» **WHAT THIS TASK INVOLVES**
Each line of the listing is to be copied exactly.

» **EXTRACTED ENTRIES**
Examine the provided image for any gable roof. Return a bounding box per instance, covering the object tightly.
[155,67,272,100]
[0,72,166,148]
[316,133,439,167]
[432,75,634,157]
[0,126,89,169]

» **WRITTEN SOLUTION**
Examine the provided image for any gable roof. Return a bounding box per instance, covering the object tightly.
[155,67,272,100]
[0,72,166,148]
[316,133,439,167]
[432,75,634,157]
[0,126,89,169]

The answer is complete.